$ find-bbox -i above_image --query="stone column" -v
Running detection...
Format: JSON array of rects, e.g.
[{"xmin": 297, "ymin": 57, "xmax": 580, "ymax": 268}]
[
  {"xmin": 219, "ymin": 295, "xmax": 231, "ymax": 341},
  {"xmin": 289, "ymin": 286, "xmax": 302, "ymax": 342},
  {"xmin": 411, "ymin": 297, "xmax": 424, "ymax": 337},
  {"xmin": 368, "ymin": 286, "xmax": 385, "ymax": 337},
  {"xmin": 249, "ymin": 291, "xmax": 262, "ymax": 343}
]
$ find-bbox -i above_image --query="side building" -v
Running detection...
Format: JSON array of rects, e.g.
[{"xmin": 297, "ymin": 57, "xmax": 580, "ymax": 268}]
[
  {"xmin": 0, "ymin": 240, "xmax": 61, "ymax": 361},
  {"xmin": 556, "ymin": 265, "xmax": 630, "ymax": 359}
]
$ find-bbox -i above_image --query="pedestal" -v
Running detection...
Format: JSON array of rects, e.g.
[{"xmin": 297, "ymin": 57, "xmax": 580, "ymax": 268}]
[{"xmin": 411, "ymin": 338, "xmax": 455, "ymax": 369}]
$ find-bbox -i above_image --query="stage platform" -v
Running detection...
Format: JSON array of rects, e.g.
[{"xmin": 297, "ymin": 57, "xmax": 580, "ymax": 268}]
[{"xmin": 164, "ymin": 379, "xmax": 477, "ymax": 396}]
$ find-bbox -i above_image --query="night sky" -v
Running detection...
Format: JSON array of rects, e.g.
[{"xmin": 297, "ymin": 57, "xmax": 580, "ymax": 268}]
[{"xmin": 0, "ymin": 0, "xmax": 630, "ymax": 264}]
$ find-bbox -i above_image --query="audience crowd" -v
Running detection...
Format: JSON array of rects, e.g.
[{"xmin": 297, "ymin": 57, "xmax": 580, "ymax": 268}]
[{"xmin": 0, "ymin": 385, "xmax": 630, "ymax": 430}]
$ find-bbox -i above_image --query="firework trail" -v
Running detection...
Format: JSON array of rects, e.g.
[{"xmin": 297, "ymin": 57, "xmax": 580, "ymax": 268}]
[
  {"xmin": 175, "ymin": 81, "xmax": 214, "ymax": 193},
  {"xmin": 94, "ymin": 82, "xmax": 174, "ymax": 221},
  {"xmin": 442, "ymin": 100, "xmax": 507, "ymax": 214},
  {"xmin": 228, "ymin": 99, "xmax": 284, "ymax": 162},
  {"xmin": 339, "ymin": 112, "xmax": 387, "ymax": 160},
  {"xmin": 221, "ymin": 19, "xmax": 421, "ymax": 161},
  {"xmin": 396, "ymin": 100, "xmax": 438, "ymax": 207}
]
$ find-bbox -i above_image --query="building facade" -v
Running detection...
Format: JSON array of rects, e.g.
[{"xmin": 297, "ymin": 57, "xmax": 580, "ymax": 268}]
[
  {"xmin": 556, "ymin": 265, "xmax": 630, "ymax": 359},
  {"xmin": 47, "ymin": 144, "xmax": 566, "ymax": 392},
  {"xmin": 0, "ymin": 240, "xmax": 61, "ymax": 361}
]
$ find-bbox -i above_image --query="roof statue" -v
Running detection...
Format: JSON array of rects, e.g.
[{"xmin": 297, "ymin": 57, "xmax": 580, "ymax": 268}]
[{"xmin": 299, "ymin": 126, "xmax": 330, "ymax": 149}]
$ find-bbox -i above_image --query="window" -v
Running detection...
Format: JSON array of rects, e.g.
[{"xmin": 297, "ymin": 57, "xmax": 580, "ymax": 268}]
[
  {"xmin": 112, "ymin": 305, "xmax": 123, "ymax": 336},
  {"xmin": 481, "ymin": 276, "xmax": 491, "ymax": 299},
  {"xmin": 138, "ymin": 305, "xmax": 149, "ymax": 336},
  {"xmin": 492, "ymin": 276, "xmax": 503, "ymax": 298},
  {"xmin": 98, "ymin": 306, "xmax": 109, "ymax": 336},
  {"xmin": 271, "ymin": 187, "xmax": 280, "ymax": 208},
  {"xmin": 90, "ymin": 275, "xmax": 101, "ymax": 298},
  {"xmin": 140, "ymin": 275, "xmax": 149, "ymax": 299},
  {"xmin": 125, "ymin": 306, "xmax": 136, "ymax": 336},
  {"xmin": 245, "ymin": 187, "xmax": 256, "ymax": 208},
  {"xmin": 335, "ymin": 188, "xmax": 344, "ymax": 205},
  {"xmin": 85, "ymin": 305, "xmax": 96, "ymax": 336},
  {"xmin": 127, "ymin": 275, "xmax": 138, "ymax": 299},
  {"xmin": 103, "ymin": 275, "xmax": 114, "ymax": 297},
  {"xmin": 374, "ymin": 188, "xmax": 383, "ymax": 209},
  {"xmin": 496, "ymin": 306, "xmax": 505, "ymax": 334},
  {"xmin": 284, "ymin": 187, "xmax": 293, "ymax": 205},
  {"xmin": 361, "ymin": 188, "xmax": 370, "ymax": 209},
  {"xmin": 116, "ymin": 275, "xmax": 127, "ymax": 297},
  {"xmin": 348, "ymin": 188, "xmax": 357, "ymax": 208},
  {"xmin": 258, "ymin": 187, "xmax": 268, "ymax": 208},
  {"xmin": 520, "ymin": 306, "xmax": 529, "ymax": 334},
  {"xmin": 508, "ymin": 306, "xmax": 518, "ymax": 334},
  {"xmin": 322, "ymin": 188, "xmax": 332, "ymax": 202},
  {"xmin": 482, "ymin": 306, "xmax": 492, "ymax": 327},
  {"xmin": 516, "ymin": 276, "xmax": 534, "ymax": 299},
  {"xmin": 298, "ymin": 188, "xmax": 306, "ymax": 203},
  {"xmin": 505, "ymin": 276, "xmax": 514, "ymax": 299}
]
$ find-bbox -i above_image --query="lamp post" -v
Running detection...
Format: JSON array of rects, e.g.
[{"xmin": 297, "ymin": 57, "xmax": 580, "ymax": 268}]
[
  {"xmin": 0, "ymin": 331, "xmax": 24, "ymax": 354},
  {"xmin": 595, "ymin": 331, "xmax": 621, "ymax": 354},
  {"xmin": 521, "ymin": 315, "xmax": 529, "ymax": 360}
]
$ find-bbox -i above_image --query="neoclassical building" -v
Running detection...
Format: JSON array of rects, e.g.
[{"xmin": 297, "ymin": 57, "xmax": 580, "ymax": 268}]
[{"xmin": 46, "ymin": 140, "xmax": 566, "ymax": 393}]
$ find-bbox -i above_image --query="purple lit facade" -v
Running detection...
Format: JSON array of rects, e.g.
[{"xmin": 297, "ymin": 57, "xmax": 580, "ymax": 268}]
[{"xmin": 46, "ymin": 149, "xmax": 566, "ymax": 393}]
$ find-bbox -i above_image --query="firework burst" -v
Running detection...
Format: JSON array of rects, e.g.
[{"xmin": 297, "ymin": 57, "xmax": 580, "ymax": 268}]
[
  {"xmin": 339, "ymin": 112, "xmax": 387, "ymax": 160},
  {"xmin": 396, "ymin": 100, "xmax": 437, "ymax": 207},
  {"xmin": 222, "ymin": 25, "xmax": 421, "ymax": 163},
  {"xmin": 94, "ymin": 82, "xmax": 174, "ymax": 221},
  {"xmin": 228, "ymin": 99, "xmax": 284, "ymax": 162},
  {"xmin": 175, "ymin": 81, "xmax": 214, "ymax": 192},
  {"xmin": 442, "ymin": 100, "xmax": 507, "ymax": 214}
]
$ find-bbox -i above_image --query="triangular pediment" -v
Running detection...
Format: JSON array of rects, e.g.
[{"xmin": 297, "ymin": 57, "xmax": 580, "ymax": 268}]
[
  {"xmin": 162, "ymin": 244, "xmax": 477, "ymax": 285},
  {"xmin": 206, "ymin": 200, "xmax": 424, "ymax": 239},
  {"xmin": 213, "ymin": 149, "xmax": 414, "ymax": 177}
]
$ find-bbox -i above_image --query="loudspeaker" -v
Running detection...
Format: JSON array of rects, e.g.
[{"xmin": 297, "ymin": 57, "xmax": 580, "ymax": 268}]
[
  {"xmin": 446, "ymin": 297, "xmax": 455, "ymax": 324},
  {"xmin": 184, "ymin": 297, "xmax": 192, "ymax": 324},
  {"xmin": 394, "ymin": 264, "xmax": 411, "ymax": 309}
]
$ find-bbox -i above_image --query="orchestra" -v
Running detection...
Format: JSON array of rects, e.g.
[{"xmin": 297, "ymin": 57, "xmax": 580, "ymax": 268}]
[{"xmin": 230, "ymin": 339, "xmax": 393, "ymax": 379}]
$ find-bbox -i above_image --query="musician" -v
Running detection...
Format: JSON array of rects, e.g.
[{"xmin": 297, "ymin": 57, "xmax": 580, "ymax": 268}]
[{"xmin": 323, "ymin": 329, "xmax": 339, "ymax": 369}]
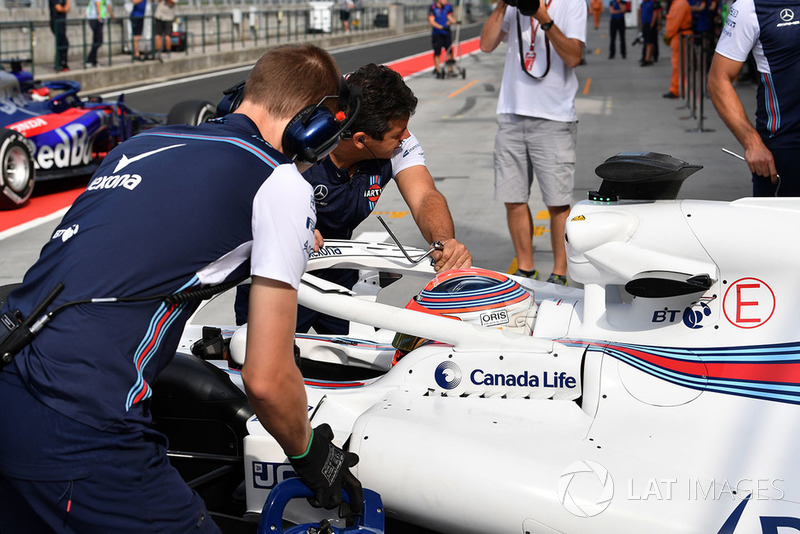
::::::::::
Exercise brief: Locate every line of the lines above that contains the string "firework", and copy each such line in full.

Exercise response:
$ find-bbox -i above_image --query="firework trail" -v
$ find-bbox -i above_image --query="firework burst" -v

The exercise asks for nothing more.